* **Lesetext**
════════════════
In welcher Welt leben wir eigentlich?

Leserbriefe / 10.01.2024 • 17:47 Uhr

Zum Bericht „Menschen von nebenan: Und er wird es wieder tun“,
VN vom 9. 1. 2024:

Komplimente und herzlichsten Dank an Heidi Rinke-Jarosch für ihr spannendes Interview mit dem Anwalt Anton Schäfer, das uns wie ein Epiphanias-Wort leuchtet (epiphanes, gr. = sichtbar)! „Wo kämen wir denn hin, wenn hier jeder einfach gratis helfen würde?“ In eine Art Hartz IV-Kategorie vielleicht?! In eine etwas menschlichere Welt ganz sicher! Die ständig zitierten, gepredigten menschlichen und zu selten respektierten Werte fänden endlich eine sichtbare Verwirklichung. Wir sollen einerseits unentwegt für entfernte Menschen in Not spenden und ein Anwalt andererseits spendet nahen Nachbarn in Not seine Hilfe, weil er wahrscheinlich nicht ertragen kann, dass sich arme Menschen juristischen Beistand nicht leisten können . . ., und dieser ehrenvolle Anwalt wird der „Berufspflichtverletzung“ bezichtigt? Wo wohnt die Logik? Wird etwa ein Arzt, der arme Patienten umsonst pflegt, von der Ärztekammer der Berufspflichtverletzung auch bezichtigt? In welcher Welt leben wir eigentlich, wo selbstlose Hilfeleistungen gebrandmarkt werden, wo Honorare mehr wert sind als Güte?
════════════════
* **Vorliegende Einträge**
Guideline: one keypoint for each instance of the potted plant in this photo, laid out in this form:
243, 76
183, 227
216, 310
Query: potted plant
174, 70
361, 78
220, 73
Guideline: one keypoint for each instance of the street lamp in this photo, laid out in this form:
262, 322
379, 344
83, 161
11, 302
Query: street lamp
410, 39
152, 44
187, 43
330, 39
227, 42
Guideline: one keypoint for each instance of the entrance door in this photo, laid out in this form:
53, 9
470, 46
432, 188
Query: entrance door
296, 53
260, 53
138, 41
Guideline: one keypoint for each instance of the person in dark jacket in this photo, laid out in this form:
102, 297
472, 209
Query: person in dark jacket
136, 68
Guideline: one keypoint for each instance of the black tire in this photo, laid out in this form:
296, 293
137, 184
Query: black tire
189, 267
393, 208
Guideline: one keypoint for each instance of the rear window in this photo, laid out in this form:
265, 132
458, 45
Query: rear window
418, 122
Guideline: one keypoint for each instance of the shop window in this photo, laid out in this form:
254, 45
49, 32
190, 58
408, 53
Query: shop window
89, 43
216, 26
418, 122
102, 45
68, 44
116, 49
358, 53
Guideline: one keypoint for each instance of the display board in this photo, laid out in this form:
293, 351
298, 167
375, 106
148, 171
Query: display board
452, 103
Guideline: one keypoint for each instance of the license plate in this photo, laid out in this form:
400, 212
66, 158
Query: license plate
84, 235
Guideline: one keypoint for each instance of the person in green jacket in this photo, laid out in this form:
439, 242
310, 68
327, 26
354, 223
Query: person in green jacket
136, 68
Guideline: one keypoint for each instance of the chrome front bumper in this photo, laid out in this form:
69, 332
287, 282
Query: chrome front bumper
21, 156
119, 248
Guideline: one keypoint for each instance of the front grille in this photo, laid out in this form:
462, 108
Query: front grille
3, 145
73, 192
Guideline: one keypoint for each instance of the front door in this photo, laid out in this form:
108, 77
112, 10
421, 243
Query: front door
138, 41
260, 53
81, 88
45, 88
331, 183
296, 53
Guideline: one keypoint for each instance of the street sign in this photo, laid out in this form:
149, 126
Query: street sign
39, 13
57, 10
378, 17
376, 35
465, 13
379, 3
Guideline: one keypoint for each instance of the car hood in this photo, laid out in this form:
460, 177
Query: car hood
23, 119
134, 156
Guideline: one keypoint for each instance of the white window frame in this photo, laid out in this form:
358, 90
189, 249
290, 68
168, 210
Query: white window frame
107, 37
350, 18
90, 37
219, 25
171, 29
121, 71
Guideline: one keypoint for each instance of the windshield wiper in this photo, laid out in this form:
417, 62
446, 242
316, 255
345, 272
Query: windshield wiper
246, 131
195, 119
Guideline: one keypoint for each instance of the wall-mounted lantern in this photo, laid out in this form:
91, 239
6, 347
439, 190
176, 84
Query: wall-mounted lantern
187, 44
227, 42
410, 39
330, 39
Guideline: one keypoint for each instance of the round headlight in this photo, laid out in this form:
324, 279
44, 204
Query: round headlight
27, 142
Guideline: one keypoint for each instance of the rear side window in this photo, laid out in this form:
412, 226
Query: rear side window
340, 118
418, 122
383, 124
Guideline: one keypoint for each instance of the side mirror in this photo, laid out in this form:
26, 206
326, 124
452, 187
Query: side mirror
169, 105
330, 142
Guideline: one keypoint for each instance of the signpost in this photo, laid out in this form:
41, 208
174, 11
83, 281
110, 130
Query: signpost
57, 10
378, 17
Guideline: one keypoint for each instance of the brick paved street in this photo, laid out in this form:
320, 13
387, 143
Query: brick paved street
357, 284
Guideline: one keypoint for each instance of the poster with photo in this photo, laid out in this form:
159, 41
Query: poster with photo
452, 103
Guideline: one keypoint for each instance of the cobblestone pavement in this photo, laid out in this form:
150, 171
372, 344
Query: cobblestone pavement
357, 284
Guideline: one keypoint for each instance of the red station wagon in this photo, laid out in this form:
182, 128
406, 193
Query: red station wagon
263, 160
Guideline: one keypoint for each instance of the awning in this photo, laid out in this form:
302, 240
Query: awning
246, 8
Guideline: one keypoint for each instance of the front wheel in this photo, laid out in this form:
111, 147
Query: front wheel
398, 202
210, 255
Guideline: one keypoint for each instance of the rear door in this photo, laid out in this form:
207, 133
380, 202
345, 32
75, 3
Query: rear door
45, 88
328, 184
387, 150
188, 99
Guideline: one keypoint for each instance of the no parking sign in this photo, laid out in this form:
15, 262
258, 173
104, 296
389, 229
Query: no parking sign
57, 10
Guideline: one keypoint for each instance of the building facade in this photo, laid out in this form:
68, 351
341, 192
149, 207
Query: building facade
════════════════
Kannst du den Leserbrief vollständig und Wort für Wort unverändert ausgeben? Die Einträge werden nicht benötigt.

In welcher Welt leben wir eigentlich?

Leserbriefe / 10.01.2024 • 17:47 Uhr

Zum Bericht „Menschen von nebenan: Und er wird es wieder tun“,
VN vom 9. 1. 2024:

Komplimente und herzlichsten Dank an Heidi Rinke-Jarosch für ihr spannendes Interview mit dem Anwalt Anton Schäfer, das uns wie ein Epiphanias-Wort leuchtet (epiphanes, gr. = sichtbar)! „Wo kämen wir denn hin, wenn hier jeder einfach gratis helfen würde?“ In eine Art Hartz IV-Kategorie vielleicht?! In eine etwas menschlichere Welt ganz sicher! Die ständig zitierten, gepredigten menschlichen und zu selten respektierten Werte fänden endlich eine sichtbare Verwirklichung. Wir sollen einerseits unentwegt für entfernte Menschen in Not spenden und ein Anwalt andererseits spendet nahen Nachbarn in Not seine Hilfe, weil er wahrscheinlich nicht ertragen kann, dass sich arme Menschen juristischen Beistand nicht leisten können . . ., und dieser ehrenvolle Anwalt wird der „Berufspflichtverletzung“ bezichtigt? Wo wohnt die Logik? Wird etwa ein Arzt, der arme Patienten umsonst pflegt, von der Ärztekammer der Berufspflichtverletzung auch bezichtigt? In welcher Welt leben wir eigentlich, wo selbstlose Hilfeleistungen gebrandmarkt werden, wo Honorare mehr wert sind als Güte?